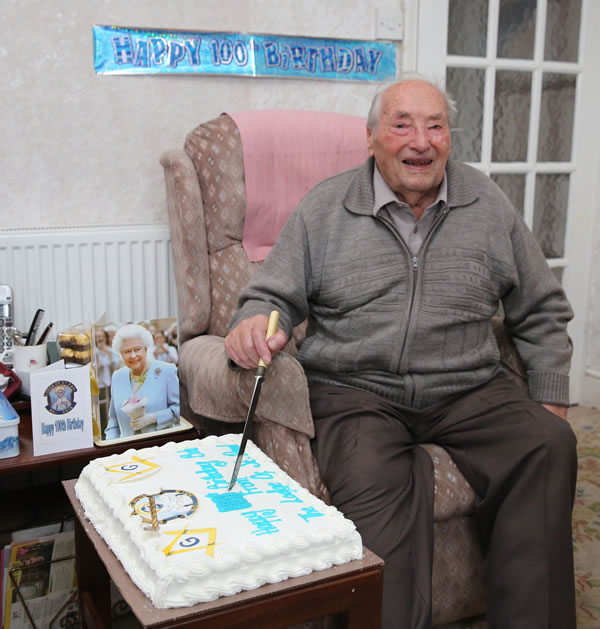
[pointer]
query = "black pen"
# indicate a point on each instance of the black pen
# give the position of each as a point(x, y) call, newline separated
point(35, 324)
point(45, 333)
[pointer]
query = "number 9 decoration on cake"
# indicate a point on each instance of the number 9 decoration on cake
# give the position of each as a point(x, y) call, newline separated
point(183, 538)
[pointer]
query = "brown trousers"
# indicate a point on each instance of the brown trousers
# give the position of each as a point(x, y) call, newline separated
point(519, 458)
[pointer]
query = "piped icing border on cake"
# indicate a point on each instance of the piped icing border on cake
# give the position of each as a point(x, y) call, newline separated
point(284, 531)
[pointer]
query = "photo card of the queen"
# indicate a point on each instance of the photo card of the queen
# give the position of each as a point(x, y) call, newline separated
point(61, 409)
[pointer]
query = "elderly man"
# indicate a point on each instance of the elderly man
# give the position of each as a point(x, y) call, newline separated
point(399, 266)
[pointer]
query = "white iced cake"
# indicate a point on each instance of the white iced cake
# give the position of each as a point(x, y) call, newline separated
point(183, 538)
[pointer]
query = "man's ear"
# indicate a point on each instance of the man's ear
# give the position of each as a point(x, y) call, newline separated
point(370, 139)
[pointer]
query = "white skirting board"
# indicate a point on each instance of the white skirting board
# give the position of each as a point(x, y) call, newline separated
point(76, 274)
point(591, 389)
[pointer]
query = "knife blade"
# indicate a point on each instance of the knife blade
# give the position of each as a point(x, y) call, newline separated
point(258, 380)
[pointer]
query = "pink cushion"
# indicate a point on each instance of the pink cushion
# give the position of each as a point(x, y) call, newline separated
point(286, 153)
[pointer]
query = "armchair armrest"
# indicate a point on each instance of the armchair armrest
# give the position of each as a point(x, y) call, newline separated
point(219, 392)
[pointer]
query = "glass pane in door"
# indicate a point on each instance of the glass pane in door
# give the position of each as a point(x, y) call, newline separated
point(513, 187)
point(562, 30)
point(556, 117)
point(511, 116)
point(516, 28)
point(466, 86)
point(467, 27)
point(550, 213)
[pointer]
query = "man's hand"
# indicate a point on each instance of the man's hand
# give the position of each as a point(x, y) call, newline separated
point(144, 420)
point(246, 343)
point(561, 411)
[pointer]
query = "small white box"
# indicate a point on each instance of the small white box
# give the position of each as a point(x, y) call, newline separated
point(9, 429)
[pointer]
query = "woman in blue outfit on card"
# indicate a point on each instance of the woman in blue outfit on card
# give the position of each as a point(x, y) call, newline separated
point(144, 393)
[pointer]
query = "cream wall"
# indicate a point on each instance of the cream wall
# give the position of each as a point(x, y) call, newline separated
point(83, 149)
point(80, 148)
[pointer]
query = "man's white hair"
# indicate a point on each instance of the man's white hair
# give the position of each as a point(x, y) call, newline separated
point(375, 109)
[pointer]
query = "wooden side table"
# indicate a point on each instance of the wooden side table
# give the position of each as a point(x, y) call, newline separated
point(353, 589)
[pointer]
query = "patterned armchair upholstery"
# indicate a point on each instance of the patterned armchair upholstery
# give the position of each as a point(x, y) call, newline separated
point(206, 204)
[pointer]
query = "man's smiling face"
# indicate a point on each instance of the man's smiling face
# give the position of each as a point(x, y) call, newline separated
point(411, 142)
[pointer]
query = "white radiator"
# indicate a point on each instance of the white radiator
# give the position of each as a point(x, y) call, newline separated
point(78, 274)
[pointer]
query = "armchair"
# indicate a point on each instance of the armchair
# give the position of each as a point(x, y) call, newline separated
point(206, 194)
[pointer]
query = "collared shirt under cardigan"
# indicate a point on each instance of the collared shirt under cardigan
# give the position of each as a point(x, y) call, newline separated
point(414, 329)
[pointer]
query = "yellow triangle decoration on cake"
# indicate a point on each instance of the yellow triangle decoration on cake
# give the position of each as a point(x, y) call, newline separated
point(210, 546)
point(133, 467)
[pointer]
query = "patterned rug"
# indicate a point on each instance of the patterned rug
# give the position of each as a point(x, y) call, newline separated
point(586, 523)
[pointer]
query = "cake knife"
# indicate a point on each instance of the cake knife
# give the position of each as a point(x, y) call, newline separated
point(258, 378)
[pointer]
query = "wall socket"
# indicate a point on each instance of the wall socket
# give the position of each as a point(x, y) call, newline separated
point(389, 24)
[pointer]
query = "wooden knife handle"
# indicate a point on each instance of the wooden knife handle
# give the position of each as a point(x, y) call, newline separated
point(271, 329)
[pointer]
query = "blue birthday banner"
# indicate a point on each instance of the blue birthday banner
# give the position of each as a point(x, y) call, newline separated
point(123, 50)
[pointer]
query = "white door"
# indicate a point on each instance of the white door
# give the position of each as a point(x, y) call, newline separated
point(526, 79)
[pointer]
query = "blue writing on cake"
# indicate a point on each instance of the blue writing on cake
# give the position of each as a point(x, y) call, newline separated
point(306, 513)
point(211, 474)
point(264, 475)
point(230, 501)
point(248, 486)
point(190, 453)
point(289, 495)
point(263, 520)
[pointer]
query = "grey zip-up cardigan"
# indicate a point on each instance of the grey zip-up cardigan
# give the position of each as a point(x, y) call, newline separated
point(414, 329)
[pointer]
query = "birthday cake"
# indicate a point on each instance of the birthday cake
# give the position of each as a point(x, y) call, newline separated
point(183, 538)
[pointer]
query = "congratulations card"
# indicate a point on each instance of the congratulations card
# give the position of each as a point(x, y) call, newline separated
point(61, 409)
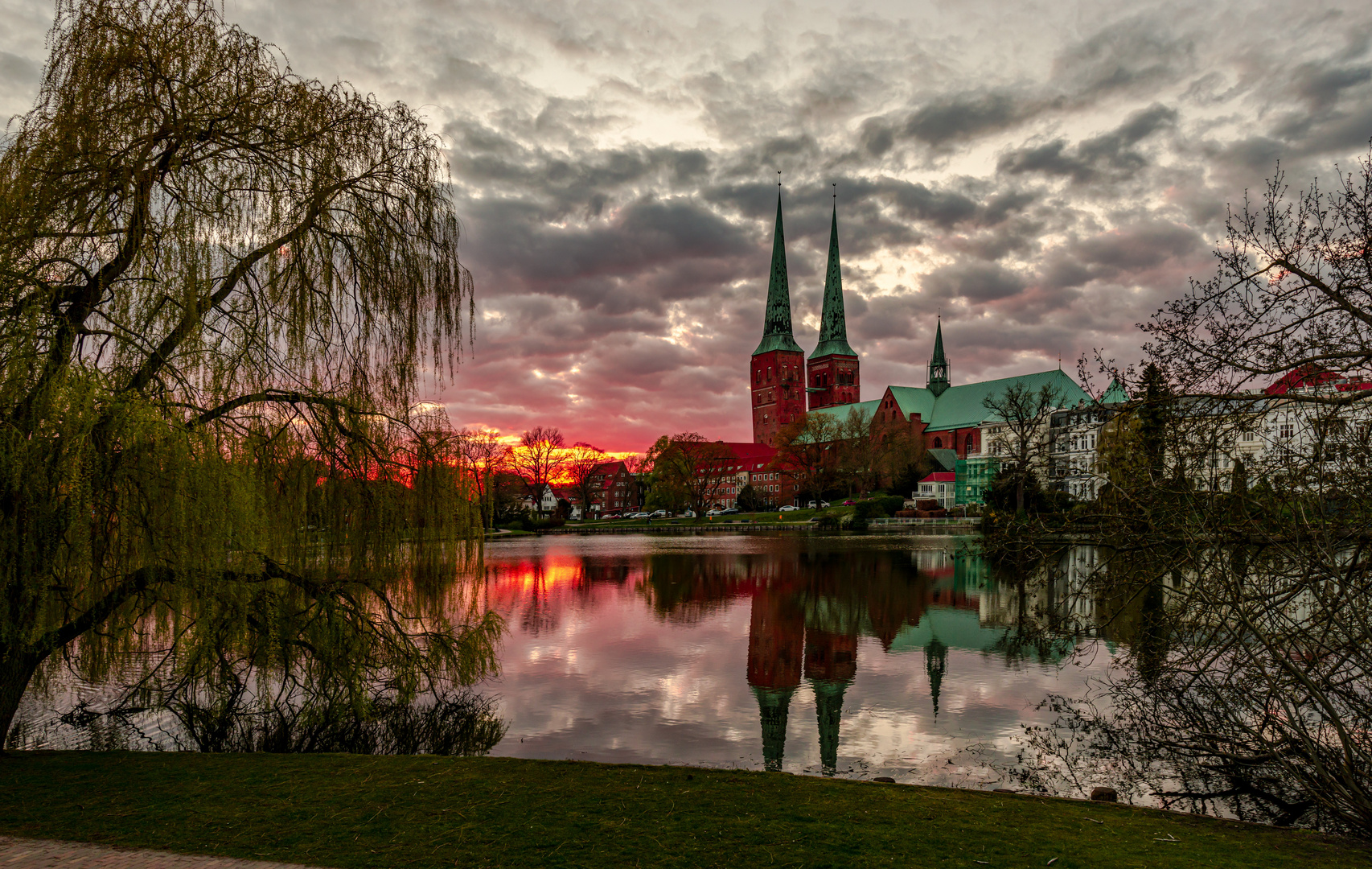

Work to be completed => Reproduce the whole listing above word for word, leaving out the pictures.

Full output =>
[pointer]
query = "black pen"
# indicate a point on each instance of the black pen
# give the position of each as a point(x, y) call, newline separated
point(35, 324)
point(45, 333)
[pointer]
query = "number 9 decoration on cake"
# indicate a point on each instance of the number 9 decoration on cake
# give the position of each as a point(x, y) call, newline separated
point(183, 538)
[pointer]
query = "brown trousers"
# indicate a point on each instance of the brown trousers
# give the position of each as a point(x, y) call, newline separated
point(519, 458)
[pointer]
query = "piped icing border on cake"
# indicate a point on each instance of the piped icing border on cake
# give the position of each as a point(x, y) call, newline separated
point(284, 531)
[pointer]
query = "photo card of the queen"
# indicate a point on each instance of the photo card of the queen
# give the position of each as a point(x, y) call, newline separated
point(61, 409)
[pointer]
query = "elderly man"
# indicate a point on each instance of the elderly man
# give the position of each as a point(x, y) call, newline separated
point(399, 266)
[pointer]
query = "white iced cake"
# indicate a point on each instance of the white iced cake
# give the position of each as a point(x, y) call, newline separated
point(183, 538)
[pointer]
query = "man's ear"
# indicate a point on each instance of the man's ear
# give the position of each as a point(x, y) call, newline separated
point(370, 139)
[pointer]
query = "white skirting board"
# indicate a point on each instance of the white skirting board
# give the position of each as a point(x, y) call, newline separated
point(76, 274)
point(591, 389)
[pointer]
query = "knife blade"
# indicate a point on each instance of the knife blade
# give the position of each as a point(x, y) call, newline separated
point(258, 380)
[pointer]
query = "pink cushion"
# indicate a point on each instance of the pink cushion
# give the position of each as a point(x, y) call, newline separated
point(286, 153)
[pointer]
query = "armchair armrest"
# indicate a point on each instance of the armchair armrest
# give the position of each as a point(x, y) call, newline separated
point(219, 392)
[pointer]
query = "glass pane in door"
# indicate a point on each instance of the glass pane in door
# give the position of each as a point(x, y) call, newline separated
point(513, 187)
point(562, 30)
point(556, 117)
point(511, 116)
point(516, 28)
point(466, 86)
point(467, 27)
point(550, 213)
[pointer]
query = "man's hand"
# indicate a point on each instance of the man's hand
# give the position of each as a point(x, y) call, newline separated
point(144, 420)
point(246, 343)
point(561, 411)
[pointer]
query = "small white box"
# indicate a point on each instance of the small white box
# give the position of each as a point(x, y) call, newline separated
point(9, 429)
[pointer]
query = "woman in blue outfit on card"
# indicate a point on each instance of the woman in blue outfit on card
# give the position of each as a point(x, y) call, newline separated
point(144, 393)
[pointer]
query = "cream wall"
# indicate a point on each instance of the cream wall
# give the position of each as a point(x, y) call, newline separated
point(83, 149)
point(80, 148)
[pointer]
query = "man's white hair"
# indicate a point on each instance of the man's white hair
# give the position of each as a point(x, y) call, newline separated
point(375, 109)
[pointer]
query = "wooden side table"
# indicate a point on each instance of the wooden side table
# give the position of each as a point(x, y) call, newline separated
point(353, 589)
[pointer]
query = "patterned armchair upholstery"
# indicate a point on each instance of the patterned armchair upholstery
# give the position of each as a point(x, y) call, newline separated
point(206, 204)
[pointer]
query = "man's smiling face"
# indicate a point on each instance of the man's smiling face
# give the position of each as a point(x, y) call, newline separated
point(411, 142)
[pointer]
query = "white radiator"
# indicate a point on each instance of the white radiator
# give the position of each as a point(x, y) call, newline separated
point(78, 274)
[pointer]
query = "armchair"
# indicate a point on each instance of the armchair
# give the position of each as a point(x, y) call, newline separated
point(206, 194)
[pointer]
query = "collared shirt under cardigan"
# indicate a point on each instance of the collared shirt under cardigan
# give the position of each as a point(x, y) call, newline separated
point(414, 329)
[pointer]
query = "yellow triangle decoration on cake"
# indicate a point on each instance of the yellow triangle decoration on cake
# give the position of each as a point(x, y) call, newline separated
point(210, 546)
point(133, 467)
[pointer]
query = "patterned rug"
# indicate a point on each instance of the patterned rug
# give the position of each as a point(x, y) call, newline separated
point(586, 523)
[pointer]
query = "cake knife"
# indicate a point on each instance of the cake knife
# give the position of each as a point(x, y) call, newline separated
point(258, 378)
[pointer]
query = "wall socket"
# indicate a point on each instance of the wall socket
# give the position of each as a point(x, y) call, newline separated
point(389, 24)
[pointer]
query = "wooden knife handle"
# indicate a point on each instance of the wooden knife handle
# give the position of each as a point(x, y) call, newline separated
point(271, 329)
[pointer]
query = "blue birthday banner"
# indicate a point on each instance of the blue birthday banner
# give the position of each as a point(x, y) call, newline separated
point(123, 50)
[pointer]
query = "white door"
# indicate a point on each instance of the white door
# give the position of each as a point(x, y) call, newline separated
point(526, 79)
[pointer]
query = "blue writing on cake"
# indicate a point on each instance of the blue writing on cake
# give the position of each as a point(x, y) call, newline separated
point(306, 513)
point(211, 474)
point(264, 475)
point(230, 501)
point(248, 486)
point(190, 453)
point(289, 495)
point(263, 520)
[pointer]
query = "grey zip-up cardigan"
# indicate a point on each instance of the grey zip-up cardigan
# give the position of each as a point(x, y) call, newline separated
point(414, 329)
[pointer]
query = "birthday cake"
# indicate a point on each instance of the birthday cake
# give the position of each as a point(x, y) call, newline separated
point(183, 538)
[pointer]
query = "congratulations card"
# indicate a point on each instance of the congratulations card
# give the position of each as a point(x, y) call, newline separated
point(61, 409)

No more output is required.